§ PROBLEM TO WORK ON:
Report each line of the records below that uses the word "pond".

§ EXCERPTED DATA:
········

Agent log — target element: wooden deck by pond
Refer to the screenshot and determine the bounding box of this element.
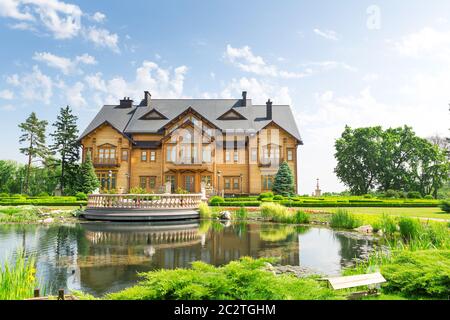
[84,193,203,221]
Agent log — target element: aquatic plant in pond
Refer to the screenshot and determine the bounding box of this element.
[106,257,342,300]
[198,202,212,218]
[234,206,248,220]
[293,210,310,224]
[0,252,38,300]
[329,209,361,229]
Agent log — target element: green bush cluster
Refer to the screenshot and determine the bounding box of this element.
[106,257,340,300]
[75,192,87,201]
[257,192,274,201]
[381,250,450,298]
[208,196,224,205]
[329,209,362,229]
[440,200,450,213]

········

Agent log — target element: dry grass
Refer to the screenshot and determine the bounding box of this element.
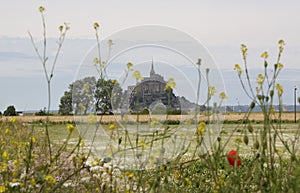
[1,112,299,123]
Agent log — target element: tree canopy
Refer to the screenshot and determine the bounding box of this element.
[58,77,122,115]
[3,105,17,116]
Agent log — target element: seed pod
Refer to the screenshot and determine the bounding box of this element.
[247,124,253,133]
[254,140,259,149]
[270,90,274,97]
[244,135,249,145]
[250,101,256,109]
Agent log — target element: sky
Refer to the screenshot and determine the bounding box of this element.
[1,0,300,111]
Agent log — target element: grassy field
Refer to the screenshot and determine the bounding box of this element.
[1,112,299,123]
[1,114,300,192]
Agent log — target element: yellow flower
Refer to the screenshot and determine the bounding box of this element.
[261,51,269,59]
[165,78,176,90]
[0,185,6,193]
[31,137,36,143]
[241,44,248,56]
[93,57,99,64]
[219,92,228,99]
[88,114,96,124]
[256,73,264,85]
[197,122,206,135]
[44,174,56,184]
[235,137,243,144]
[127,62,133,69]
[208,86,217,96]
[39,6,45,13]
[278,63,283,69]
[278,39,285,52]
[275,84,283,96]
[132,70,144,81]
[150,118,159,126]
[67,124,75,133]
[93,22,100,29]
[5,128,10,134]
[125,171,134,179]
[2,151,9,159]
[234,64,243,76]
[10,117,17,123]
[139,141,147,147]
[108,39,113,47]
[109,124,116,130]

········

§ WORKED SOLUTION:
Agent log — target element: wooden deck by pond
Agent log — target element: aquatic plant in pond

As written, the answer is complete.